O papel da escravidão na luta de classes no Brasil de hoje

Entender como se deu a organização e a estrutura da escravidão no Brasil é fundamental para pensarmos a situação da classe trabalhadora hoje.

Felipe Annunziata | Redação


HISTÓRIA – É muito comum aprendermos na escola que o nosso país só passou a ter operários após o fim oficial da escravidão, em 13 de maio de 1888. Também é normal ouvirmos que a escravidão influenciou muito pouco a formação da classe operária, dos sindicatos e das lutas pelos direitos trabalhistas.

Este apagamento foi intencional. Por 135 anos, a burguesia brasileira forjou um vasto aparato ideológico para esconder da classe trabalhadora sua própria história. Isto não é trivial. Foram novelas, filmes, livros, colunas de jornal e toda sorte de propaganda para nos convencer disso.

Se um povo não aprende sobre seu passado ou aprende uma versão mentirosa do passado, ele tem mais dificuldade de pensar sobre seu presente. Afinal, se a escravidão é um evento “tão distante no passado”, não precisamos pensar sobre as consequências dela para o trabalho no Brasil hoje.

Ainda mais apagado na história do que as lutas contra a escravidão é também o papel que ela exerceu na constituição da nossa classe operária e da luta de classes no país. E o Brasil tem uma especificidade muito grande neste tema.

Ao contrário dos EUA, do Caribe e dos demais países da América Latina, nosso país teve características próprias no sistema escravocrata que influenciam até hoje a consciência dos trabalhadores. 

Um exemplo pouco conhecido é o dos chamados “escravizados ao ganho”, ou ganhadores. Estas eram pessoas escravizadas que já exerciam o trabalho assalariado ou comercializavam bens nas grandes cidades. Alguns vendiam sua força de trabalho e davam parte do seu pagamento ao seu dono. Esta foi uma das formas de escravidão urbana mais comuns no país.

## Tarefa curta A
Segundo o texto sobre a escravidão no Brasil, como eram chamadas as pessoas escravizadas que exerciam trabalho assalariado ou comercializavam bens nas grandes cidades?

## Material da tarefa
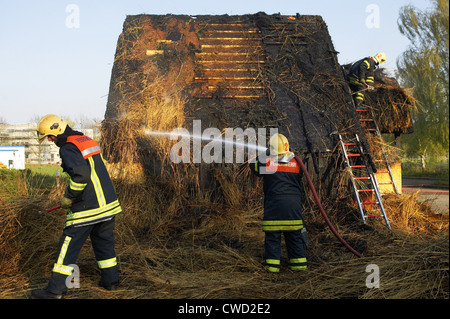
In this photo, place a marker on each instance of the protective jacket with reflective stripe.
(282, 194)
(90, 186)
(362, 71)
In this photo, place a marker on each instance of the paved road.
(437, 196)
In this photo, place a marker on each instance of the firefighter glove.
(66, 202)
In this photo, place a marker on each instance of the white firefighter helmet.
(380, 57)
(50, 125)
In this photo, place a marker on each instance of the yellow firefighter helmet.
(50, 125)
(380, 57)
(278, 144)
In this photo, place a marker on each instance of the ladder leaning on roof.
(352, 149)
(370, 125)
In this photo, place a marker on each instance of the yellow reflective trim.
(281, 228)
(76, 186)
(62, 269)
(89, 215)
(283, 222)
(297, 260)
(63, 251)
(97, 185)
(272, 269)
(273, 261)
(107, 263)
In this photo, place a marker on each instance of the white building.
(25, 135)
(12, 157)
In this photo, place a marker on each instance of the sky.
(56, 56)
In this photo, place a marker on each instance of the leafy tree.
(424, 67)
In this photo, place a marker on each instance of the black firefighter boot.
(44, 294)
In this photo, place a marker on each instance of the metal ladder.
(370, 125)
(358, 153)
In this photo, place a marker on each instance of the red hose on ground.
(322, 211)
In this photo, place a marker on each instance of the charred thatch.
(391, 104)
(250, 71)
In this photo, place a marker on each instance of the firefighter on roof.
(91, 202)
(282, 205)
(361, 76)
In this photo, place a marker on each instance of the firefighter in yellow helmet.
(91, 203)
(282, 205)
(361, 76)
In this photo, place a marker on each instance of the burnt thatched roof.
(239, 71)
(248, 71)
(391, 104)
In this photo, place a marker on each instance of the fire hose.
(322, 211)
(52, 209)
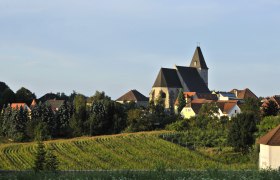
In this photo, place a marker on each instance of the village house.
(224, 96)
(269, 157)
(193, 107)
(55, 104)
(134, 96)
(20, 105)
(244, 94)
(228, 108)
(275, 98)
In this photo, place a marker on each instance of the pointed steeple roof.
(33, 103)
(167, 78)
(198, 59)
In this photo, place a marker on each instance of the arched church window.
(163, 95)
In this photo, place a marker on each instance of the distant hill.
(135, 151)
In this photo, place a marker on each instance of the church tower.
(199, 63)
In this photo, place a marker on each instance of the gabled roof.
(20, 105)
(133, 95)
(198, 59)
(207, 96)
(243, 94)
(33, 103)
(272, 138)
(192, 79)
(228, 94)
(226, 106)
(196, 104)
(167, 78)
(196, 107)
(55, 104)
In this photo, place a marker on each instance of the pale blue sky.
(118, 45)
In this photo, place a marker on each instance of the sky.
(119, 45)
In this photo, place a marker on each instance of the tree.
(80, 116)
(13, 123)
(8, 96)
(25, 95)
(51, 163)
(181, 101)
(241, 132)
(40, 157)
(268, 123)
(62, 117)
(271, 109)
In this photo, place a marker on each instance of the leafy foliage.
(25, 95)
(271, 109)
(181, 101)
(241, 133)
(40, 157)
(267, 124)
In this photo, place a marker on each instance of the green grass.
(125, 175)
(135, 151)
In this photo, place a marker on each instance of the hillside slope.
(138, 151)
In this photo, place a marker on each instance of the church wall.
(171, 95)
(204, 75)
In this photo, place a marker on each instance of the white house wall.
(234, 111)
(269, 157)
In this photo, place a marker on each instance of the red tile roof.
(19, 105)
(226, 106)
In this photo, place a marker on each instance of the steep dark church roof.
(133, 95)
(198, 59)
(167, 78)
(192, 79)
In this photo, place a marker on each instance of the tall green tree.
(181, 101)
(40, 157)
(271, 109)
(62, 117)
(241, 133)
(25, 95)
(80, 116)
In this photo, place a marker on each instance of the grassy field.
(125, 175)
(135, 151)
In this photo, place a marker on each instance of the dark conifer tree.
(51, 161)
(181, 101)
(40, 157)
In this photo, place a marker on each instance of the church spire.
(198, 59)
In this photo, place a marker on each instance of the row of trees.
(76, 118)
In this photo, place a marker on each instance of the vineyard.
(135, 151)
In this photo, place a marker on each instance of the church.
(193, 78)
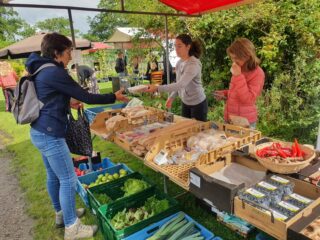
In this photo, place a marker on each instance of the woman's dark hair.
(54, 44)
(196, 47)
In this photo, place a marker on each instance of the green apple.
(115, 176)
(110, 177)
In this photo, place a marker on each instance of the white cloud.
(33, 15)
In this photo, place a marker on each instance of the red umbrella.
(96, 46)
(202, 6)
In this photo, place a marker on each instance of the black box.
(78, 160)
(215, 192)
(294, 231)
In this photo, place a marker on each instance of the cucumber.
(166, 228)
(181, 231)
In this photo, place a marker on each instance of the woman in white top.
(188, 85)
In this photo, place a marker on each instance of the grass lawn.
(27, 163)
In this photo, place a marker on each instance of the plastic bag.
(78, 135)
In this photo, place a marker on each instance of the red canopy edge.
(204, 6)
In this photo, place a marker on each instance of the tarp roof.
(124, 34)
(31, 44)
(123, 37)
(203, 6)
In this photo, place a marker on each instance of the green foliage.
(10, 23)
(59, 24)
(286, 35)
(103, 25)
(18, 66)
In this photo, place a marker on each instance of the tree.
(102, 26)
(286, 34)
(27, 30)
(10, 23)
(60, 25)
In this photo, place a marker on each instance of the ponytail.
(196, 49)
(195, 46)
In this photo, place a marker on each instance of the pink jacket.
(9, 81)
(242, 95)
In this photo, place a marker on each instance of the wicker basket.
(285, 168)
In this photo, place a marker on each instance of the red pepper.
(299, 152)
(294, 151)
(278, 147)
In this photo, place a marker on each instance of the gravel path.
(15, 224)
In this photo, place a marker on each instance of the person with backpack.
(8, 82)
(54, 88)
(189, 85)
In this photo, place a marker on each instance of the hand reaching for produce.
(120, 96)
(151, 88)
(75, 104)
(169, 103)
(235, 69)
(219, 95)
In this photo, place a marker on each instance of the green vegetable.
(132, 186)
(180, 233)
(166, 229)
(156, 206)
(102, 198)
(126, 218)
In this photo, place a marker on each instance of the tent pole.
(167, 50)
(73, 41)
(318, 139)
(71, 28)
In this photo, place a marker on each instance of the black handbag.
(78, 135)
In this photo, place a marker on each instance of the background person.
(121, 65)
(152, 66)
(54, 88)
(87, 77)
(8, 82)
(188, 77)
(246, 82)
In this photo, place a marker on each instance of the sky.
(33, 15)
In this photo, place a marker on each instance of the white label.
(280, 179)
(195, 179)
(300, 198)
(279, 216)
(255, 193)
(267, 186)
(289, 206)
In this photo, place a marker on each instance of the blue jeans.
(61, 177)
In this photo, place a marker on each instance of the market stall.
(208, 159)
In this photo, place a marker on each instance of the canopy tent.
(96, 46)
(123, 38)
(31, 44)
(203, 6)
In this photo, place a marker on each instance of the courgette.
(177, 235)
(168, 228)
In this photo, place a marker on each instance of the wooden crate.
(276, 228)
(98, 128)
(177, 140)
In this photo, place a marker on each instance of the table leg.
(165, 184)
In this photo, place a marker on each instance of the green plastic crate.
(106, 213)
(113, 190)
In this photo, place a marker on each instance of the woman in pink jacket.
(246, 82)
(8, 82)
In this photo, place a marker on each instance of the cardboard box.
(295, 231)
(216, 192)
(276, 228)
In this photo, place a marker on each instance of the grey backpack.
(26, 105)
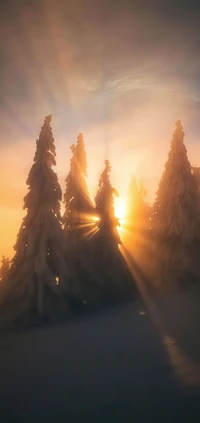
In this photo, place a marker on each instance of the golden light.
(120, 208)
(95, 218)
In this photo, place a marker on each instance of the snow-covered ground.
(115, 366)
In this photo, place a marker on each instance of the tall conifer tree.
(78, 219)
(4, 269)
(104, 201)
(38, 268)
(110, 264)
(175, 211)
(175, 219)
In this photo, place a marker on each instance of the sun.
(120, 208)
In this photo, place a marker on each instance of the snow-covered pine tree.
(138, 215)
(114, 276)
(38, 269)
(78, 205)
(104, 201)
(79, 224)
(175, 211)
(4, 269)
(175, 219)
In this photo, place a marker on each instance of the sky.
(120, 72)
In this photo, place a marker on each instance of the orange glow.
(120, 208)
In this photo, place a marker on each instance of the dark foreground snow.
(109, 367)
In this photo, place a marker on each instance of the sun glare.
(120, 208)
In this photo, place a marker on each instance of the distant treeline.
(77, 261)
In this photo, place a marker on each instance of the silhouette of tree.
(175, 219)
(104, 201)
(38, 269)
(138, 210)
(114, 277)
(78, 205)
(4, 270)
(175, 208)
(79, 222)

## Tarefa curta B
Apresente como tabela Markdown, com as colunas "Nº" e "Texto", as linhas do material da tarefa desde a linha que contém "the grey backpack." até o fim do material, incluindo ambas as extremidades e omitindo as linhas em branco. Deixe as imagens de fora da resposta.

## Resposta completa A
Eram chamadas de “escravizados ao ganho”, ou ganhadores.

## Resposta completa B
| Nº | Texto |
|---|---|
| 1 | In this photo, place a marker on each instance of the grey backpack. |
| 2 | (26, 105) |
| 3 | In this photo, place a marker on each instance of the golden light. |
| 4 | (120, 208) |
| 5 | (95, 218) |
| 6 | In this photo, place a marker on each instance of the snow-covered ground. |
| 7 | (115, 366) |
| 8 | In this photo, place a marker on each instance of the tall conifer tree. |
| 9 | (78, 219) |
| 10 | (4, 269) |
| 11 | (104, 201) |
| 12 | (38, 268) |
| 13 | (110, 264) |
| 14 | (175, 211) |
| 15 | (175, 219) |
| 16 | In this photo, place a marker on each instance of the sun. |
| 17 | (120, 208) |
| 18 | In this photo, place a marker on each instance of the snow-covered pine tree. |
| 19 | (138, 215) |
| 20 | (114, 276) |
| 21 | (38, 269) |
| 22 | (78, 205) |
| 23 | (104, 201) |
| 24 | (79, 224) |
| 25 | (175, 211) |
| 26 | (4, 269) |
| 27 | (175, 219) |
| 28 | In this photo, place a marker on each instance of the sky. |
| 29 | (120, 72) |
| 30 | In this photo, place a marker on each instance of the orange glow. |
| 31 | (120, 208) |
| 32 | In this photo, place a marker on each instance of the dark foreground snow. |
| 33 | (109, 367) |
| 34 | In this photo, place a marker on each instance of the sun glare. |
| 35 | (120, 208) |
| 36 | In this photo, place a marker on each instance of the distant treeline. |
| 37 | (77, 261) |
| 38 | In this photo, place a marker on each instance of the silhouette of tree. |
| 39 | (175, 219) |
| 40 | (104, 201) |
| 41 | (38, 269) |
| 42 | (138, 210) |
| 43 | (114, 277) |
| 44 | (78, 205) |
| 45 | (4, 270) |
| 46 | (175, 208) |
| 47 | (79, 222) |